#### PROVIDED RECORDS
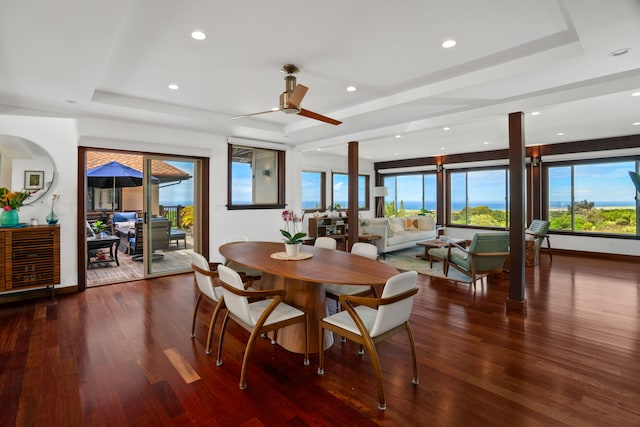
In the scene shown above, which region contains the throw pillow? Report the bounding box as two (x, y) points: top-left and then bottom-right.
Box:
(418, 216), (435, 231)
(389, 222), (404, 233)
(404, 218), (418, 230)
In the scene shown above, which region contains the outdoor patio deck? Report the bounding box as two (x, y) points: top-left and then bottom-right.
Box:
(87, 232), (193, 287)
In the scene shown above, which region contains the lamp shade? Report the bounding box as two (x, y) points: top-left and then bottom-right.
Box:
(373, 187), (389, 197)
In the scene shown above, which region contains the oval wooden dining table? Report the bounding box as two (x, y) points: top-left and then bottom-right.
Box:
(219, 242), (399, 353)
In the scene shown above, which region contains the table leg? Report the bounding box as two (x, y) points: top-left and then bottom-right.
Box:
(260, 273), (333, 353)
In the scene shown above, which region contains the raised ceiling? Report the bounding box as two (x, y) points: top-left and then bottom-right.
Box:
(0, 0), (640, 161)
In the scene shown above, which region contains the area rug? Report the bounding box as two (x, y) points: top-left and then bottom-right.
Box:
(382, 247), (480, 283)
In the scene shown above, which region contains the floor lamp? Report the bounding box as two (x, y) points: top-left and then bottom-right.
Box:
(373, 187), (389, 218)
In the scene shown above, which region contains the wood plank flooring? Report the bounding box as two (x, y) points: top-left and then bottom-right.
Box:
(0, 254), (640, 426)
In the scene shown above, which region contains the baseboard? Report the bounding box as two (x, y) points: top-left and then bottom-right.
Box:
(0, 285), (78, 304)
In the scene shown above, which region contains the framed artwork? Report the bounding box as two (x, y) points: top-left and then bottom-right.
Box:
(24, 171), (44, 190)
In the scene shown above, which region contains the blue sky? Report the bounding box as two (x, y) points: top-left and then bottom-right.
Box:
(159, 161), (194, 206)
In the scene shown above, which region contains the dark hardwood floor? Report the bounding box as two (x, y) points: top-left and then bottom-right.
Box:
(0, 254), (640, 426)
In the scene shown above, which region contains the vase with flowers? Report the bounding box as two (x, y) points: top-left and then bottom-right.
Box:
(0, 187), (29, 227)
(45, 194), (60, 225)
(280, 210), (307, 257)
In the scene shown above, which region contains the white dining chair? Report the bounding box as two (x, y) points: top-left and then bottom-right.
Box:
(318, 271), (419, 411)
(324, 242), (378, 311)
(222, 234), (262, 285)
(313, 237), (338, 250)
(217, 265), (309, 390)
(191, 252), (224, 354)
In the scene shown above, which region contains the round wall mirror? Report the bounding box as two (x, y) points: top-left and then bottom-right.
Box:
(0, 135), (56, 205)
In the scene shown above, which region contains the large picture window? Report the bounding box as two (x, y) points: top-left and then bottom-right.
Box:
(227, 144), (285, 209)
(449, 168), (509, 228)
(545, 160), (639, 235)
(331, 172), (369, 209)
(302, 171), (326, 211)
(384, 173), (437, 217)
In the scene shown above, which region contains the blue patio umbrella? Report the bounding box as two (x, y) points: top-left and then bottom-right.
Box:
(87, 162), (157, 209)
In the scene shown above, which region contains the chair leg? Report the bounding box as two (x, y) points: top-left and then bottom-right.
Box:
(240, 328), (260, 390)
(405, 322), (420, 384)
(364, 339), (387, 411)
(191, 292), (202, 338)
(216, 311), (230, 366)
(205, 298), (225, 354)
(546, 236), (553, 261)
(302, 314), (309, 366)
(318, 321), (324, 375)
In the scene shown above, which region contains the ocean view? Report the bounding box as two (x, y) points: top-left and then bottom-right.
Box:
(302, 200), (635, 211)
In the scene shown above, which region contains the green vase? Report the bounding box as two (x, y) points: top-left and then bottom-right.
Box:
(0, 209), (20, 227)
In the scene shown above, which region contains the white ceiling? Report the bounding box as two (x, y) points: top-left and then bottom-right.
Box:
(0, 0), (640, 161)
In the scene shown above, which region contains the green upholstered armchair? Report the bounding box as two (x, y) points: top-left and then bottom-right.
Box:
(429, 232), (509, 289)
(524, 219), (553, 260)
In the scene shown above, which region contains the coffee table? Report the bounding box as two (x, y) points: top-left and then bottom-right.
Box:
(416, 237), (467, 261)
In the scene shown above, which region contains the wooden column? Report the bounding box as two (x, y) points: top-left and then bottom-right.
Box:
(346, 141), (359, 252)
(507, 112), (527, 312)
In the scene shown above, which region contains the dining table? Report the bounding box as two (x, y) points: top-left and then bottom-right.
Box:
########
[STATED TASK]: Copy every row above exactly as it appears, leaving out the pictures.

[WRITTEN SOLUTION]:
In the scene shown above, which region contains the throw pillow? Report the bounding box as two (x, y) points: top-left and then bottom-right.
Box:
(418, 216), (435, 231)
(389, 222), (404, 233)
(404, 218), (418, 230)
In the scene shown above, which region contains the outdoor patio deck? Report the bounding box as two (x, y) points: top-left and then bottom-right.
Box:
(87, 232), (193, 287)
In the scene shown above, which region contains the lamp shade? Report the bounding box as two (x, y) points: top-left and then bottom-right.
Box:
(373, 187), (389, 197)
In the scene shown above, which region contains the oval wooden dining table? Report the bounding box as two (x, y) points: top-left and then bottom-right.
Box:
(219, 242), (399, 353)
In the scene shown above, which region contains the table leg? Report the bounding box as two (x, y) points: top-left and then bottom-right.
Box:
(260, 273), (333, 353)
In the scene shown above, which region contains the raised ceiling? Report the bounding box as two (x, y) points: top-left and then bottom-right.
Box:
(0, 0), (640, 161)
In the scene shown above, which region contains the area rug? Report the bounding box as two (x, y) points: top-left and then bottom-right.
Box:
(382, 247), (480, 283)
In the scene shown above, which region contains the floor lamp? Report the bounding box as two (x, y) points: top-left and then bottom-right.
Box:
(373, 187), (389, 218)
In the scene shown above, which region contains the wood plank flooring? Report the bounding box as two (x, y) points: top-left and then bottom-right.
Box:
(0, 254), (640, 426)
In the scene shown above, which region contains the baseboard? Report the bounding box as two (x, y) points: top-left and then bottom-right.
Box:
(0, 285), (78, 304)
In the scene shown above, which region contains the framed artwork? Report the bounding box as two (x, y) points: top-left and then bottom-right.
Box:
(24, 171), (44, 190)
In the scene shown above, which region contains the blue sky? Report the bounding box as two (x, y) points: top-left and then bottom-right.
Box:
(159, 161), (194, 206)
In the scene shown above, which region contains the dark hardwood floor? Report the bounding box as two (x, y) points: top-left and then bottom-right.
Box:
(0, 254), (640, 426)
In the scene shown above, which region contains the vase with flowers? Report the bounding box as two (x, y) points: top-left and then bottom-right.
Box:
(0, 187), (29, 227)
(45, 194), (60, 225)
(280, 210), (307, 257)
In the scene shown above, which region contains the white dining chair? Report the bounding box as two (x, y) points: top-left and then bottom-right.
Box:
(318, 271), (419, 411)
(324, 242), (378, 311)
(222, 234), (262, 285)
(313, 237), (338, 250)
(217, 265), (309, 390)
(191, 252), (224, 354)
In the scene shown above, which region contains the round wall mirror? Report the bounding box as two (x, y) points: top-left and then bottom-right.
Box:
(0, 135), (56, 205)
In the scene shown above, which region contains the large picture window? Report the bounding box as two (x, y) points: top-left and then bottom-right.
Box:
(227, 144), (285, 209)
(449, 168), (509, 228)
(545, 160), (639, 235)
(331, 172), (369, 209)
(302, 171), (326, 211)
(384, 173), (437, 217)
In the scene shown above, which region contains the blue patio umbrella? Report the bounding box as two (x, y) points: top-left and then bottom-right.
Box:
(87, 162), (157, 209)
In the scene shown above, which region contains the chair leg? Report the bounding box as two (x, y) points: top-left and then bottom-right.
Box:
(240, 328), (260, 390)
(405, 322), (420, 384)
(364, 339), (387, 411)
(191, 292), (202, 338)
(216, 311), (230, 366)
(205, 298), (225, 354)
(546, 236), (553, 261)
(302, 314), (309, 366)
(318, 321), (324, 375)
In the scene shown above, which region contains the ocean view? Report the bounding box as two (x, y) points: top-left and then bottom-right.
Box:
(302, 200), (635, 211)
In the scene shown above, which region contains the green vase? Report the bounding box as two (x, y) points: top-left and then bottom-right.
Box:
(0, 209), (20, 227)
In the scene shown above, which region contains the white ceiling? Report the bounding box as two (x, y) points: top-left and then bottom-right.
Box:
(0, 0), (640, 161)
In the scene shown above, which region contains the green upholstered armchair? Report the bounding box as two (x, y) points: top-left and then bottom-right.
Box:
(429, 232), (509, 289)
(524, 219), (553, 260)
In the scene shown above, which region contains the coffee table? Report the bounding box as two (x, y) points: top-left and then bottom-right.
Box:
(416, 237), (467, 261)
In the scene shown above, which region contains the wooden column? Report the bounding box as two (x, y) points: top-left and then bottom-right.
Box:
(346, 141), (359, 252)
(507, 112), (527, 312)
In the scene shown above, which region contains the dining table? Report the bounding box as two (x, y) points: top-left and then bottom-right.
Box:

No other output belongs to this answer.